▸ **Kutipan Teks**:
= = = = = = =

Home » » Utang asing terus bengkak versi pengamat

Utang asing terus bengkak versi pengamat

Written By Admin on Sunday 20 April 2014 | 09:10


Bank Indonesia (BI) baru saja melansir data terbaru mengenai utang luar negeri Indonesia. Per Februari 2014, utang luar negeri Indonesia tembus USD 272,1 miliar atau setara dengan Rp 3.107,4 triliun. Angka utang ini konsisten naik dari bulan sebelumnya yang hanya USD 269,7 miliar.

Jika dibandingkan bulan Februari tahun lalu, angka utang ini juga terus naik, di mana Februari tahun lalu utang luar negeri Indonesia hanya USD 253,3 miliar.

Dilansir dari situs resmi Bank Indonesia , utang luar negeri ini terdiri dari utang luar negeri pemerintah dan bank sentral serta utang luar negeri swasta. Utang luar negeri pemerintah tercatat USD 122 miliar dan utang luar negeri bank sentral sebanyak USD 7,1 miliar. Sedangkan, utang luar negeri swasta mencapai USD 143 miliar.

Bank Dunia sudah mengingatkan negara berkembang untuk mengurangi utang. Direktur Pelaksana Bank Dunia yang juga mantan menteri keuangan Indonesia Sri Mulyani Indrawati mengatakan, penundaan pemangkasan stimulus moneter oleh bank sentral AS harus dijadikan kesempatan bagi negara berkembang untuk melakukan dua hal. Perbaiki ekonomi domestik dan mengurangi jumlah utang luar negerinya.

"Negara yang sangat tergantung dengan aliran modal asing harus memperkuat neraca utangnya dengan mengurangi ketergantungannya pada utang valuta asing yang berjangka pendek," katanya.

Bank Dunia sendiri menempatkan Indonesia di urutan ke enam sebagai negara pengutang terbesar di dunia. Berturut-turut di urutan teratas ialah China, Brazil, India, Meksiko dan Turki.

Ketua Koalisi Anti Utang (KAU), Dani Setiawan, berpendapat tren kenaikan utang luar negeri swasta sudah menjadi sejarah Indonesia sejak zaman orde baru. "Memang ada satu warisan dan fenomena kalau terkait utang luar negeri swasta," ujarnya.

Apa saja sebab utang Indonesia selalu bengkak seakan tak pernah berhenti?

1. Pemerintah terlalu andalkan swasta gerakkan perekonomian

Ketua KAU, Dani Setiawan, selama ini Indonesia selalu mengedepankan sektor swasta untuk mendorong perekonomian ketimbang pemerintah. Jadi wajar jika utang swasta ini terus membengkak.

Pasalnya, pihak swasta dinilai lebih baik dalam hal pengelolaan utang dibandingkan pemerintah. Hal ini terlihat dari kuantitas pembukaan lapangan kerja di mana swasta unggul lebih banyak dibandingkan pemerintah.

= = = = = = =

▸ **Daftar Entri**:

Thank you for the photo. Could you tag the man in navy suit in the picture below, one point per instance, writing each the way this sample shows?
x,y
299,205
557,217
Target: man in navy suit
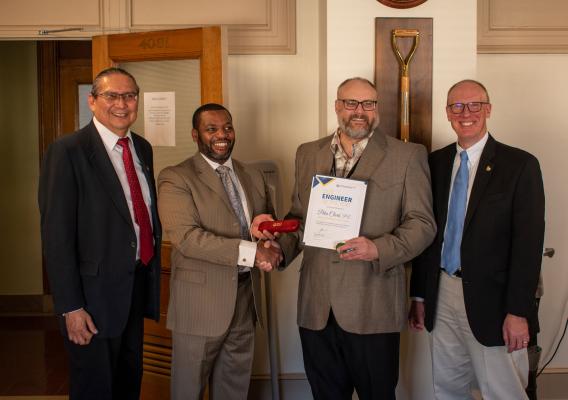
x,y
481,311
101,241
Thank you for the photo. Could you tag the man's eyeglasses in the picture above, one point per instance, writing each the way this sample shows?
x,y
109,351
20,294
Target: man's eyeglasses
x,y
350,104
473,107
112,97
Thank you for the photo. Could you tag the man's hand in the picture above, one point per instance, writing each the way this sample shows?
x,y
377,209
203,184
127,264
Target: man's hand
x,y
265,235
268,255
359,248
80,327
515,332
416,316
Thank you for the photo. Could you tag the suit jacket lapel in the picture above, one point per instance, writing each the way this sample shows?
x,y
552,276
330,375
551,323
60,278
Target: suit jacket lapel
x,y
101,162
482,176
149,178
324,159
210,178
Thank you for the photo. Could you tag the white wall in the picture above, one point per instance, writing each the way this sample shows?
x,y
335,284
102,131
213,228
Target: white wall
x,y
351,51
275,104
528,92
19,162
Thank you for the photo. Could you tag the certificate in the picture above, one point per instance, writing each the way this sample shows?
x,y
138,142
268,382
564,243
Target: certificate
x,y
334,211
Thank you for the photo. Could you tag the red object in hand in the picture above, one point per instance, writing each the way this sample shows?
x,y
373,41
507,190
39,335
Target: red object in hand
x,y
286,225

= = = = = = =

▸ **Ketentuan Latihan**:
1: Menurut kutipan teks, di urutan ke berapa Bank Dunia menempatkan Indonesia sebagai negara pengutang terbesar di dunia?
2: Sebutkan semua negara yang menurut kutipan teks berada di atas Indonesia dalam urutan negara pengutang terbesar di dunia.
3: Rangkum kutipan teks dalam dua kalimat.

▸ **Kunci Jawaban**:
1: Indonesia berada di urutan keenam.

2: China, Brazil, India, Meksiko, Turki

3: Menurut data Bank Indonesia, utang luar negeri Indonesia per Februari 2014 mencapai USD 272,1 miliar, naik dari bulan sebelumnya dan dari Februari tahun lalu, serta terdiri atas utang pemerintah, bank sentral, dan swasta. Bank Dunia telah mengingatkan negara berkembang untuk mengurangi utang, sementara Ketua KAU Dani Setiawan menyebut salah satu sebab membengkaknya utang adalah pemerintah yang terlalu mengandalkan swasta untuk menggerakkan perekonomian.